── Materials provided

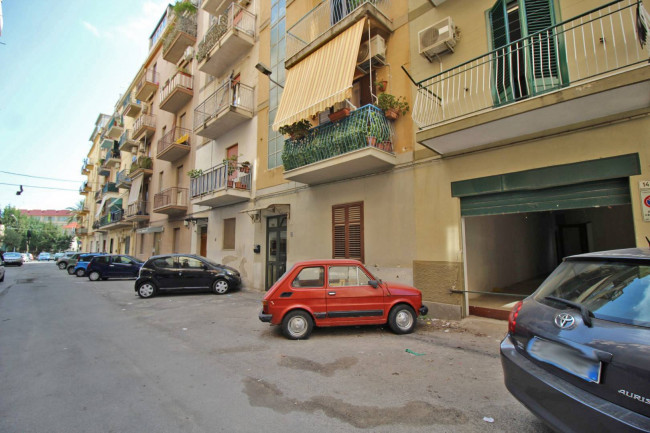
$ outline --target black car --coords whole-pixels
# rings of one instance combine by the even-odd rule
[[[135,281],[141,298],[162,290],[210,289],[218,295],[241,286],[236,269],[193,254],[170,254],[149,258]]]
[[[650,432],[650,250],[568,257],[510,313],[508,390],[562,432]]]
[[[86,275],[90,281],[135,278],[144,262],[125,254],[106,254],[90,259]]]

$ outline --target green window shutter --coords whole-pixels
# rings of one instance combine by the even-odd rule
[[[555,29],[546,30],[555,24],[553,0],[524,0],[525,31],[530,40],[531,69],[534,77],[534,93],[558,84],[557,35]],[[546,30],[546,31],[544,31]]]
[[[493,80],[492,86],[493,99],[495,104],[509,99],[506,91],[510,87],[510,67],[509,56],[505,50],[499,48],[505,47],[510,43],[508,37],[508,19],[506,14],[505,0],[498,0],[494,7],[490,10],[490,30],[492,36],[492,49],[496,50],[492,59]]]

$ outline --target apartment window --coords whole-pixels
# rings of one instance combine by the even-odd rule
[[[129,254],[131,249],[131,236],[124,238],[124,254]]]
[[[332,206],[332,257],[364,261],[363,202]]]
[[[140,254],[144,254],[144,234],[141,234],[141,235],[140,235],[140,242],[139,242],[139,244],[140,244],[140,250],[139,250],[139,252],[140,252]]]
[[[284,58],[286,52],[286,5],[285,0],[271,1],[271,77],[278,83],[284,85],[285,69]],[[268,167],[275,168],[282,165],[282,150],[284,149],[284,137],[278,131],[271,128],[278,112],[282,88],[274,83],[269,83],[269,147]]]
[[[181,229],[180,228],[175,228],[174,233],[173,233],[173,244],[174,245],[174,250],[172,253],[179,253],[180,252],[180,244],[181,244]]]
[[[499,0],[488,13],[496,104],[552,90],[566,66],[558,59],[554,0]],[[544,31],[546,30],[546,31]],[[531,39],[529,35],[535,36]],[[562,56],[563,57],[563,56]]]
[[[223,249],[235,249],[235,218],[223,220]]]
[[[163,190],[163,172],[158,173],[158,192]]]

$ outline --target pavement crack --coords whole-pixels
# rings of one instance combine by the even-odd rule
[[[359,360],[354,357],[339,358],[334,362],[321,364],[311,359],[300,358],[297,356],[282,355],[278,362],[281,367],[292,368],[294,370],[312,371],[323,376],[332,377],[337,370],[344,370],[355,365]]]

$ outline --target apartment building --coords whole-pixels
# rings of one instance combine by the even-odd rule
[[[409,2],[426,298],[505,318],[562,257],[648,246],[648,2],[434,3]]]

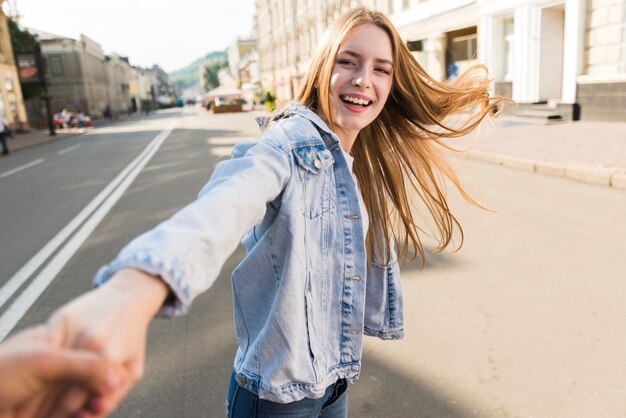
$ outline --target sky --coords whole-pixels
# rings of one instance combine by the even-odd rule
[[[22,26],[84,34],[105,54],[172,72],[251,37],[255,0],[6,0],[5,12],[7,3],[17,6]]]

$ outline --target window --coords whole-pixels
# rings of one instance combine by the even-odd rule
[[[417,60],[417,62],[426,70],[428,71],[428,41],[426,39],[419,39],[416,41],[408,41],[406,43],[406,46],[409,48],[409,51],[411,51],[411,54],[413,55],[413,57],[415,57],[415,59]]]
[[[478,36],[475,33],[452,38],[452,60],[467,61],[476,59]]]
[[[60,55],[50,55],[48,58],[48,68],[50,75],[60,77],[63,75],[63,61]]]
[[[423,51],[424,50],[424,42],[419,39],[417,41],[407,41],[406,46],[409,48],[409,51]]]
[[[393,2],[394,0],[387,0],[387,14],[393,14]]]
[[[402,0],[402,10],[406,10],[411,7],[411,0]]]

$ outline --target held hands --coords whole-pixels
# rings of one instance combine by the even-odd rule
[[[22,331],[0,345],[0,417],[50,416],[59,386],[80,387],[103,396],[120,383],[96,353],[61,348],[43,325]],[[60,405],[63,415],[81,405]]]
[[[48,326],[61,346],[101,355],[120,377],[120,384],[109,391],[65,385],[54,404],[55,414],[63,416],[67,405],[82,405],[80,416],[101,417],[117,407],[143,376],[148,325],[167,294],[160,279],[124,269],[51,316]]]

────

## [The problem]
The string "pixels" may occur on several lines of the listing; state how many such lines there are, giving the number only.

## [Output of the task]
8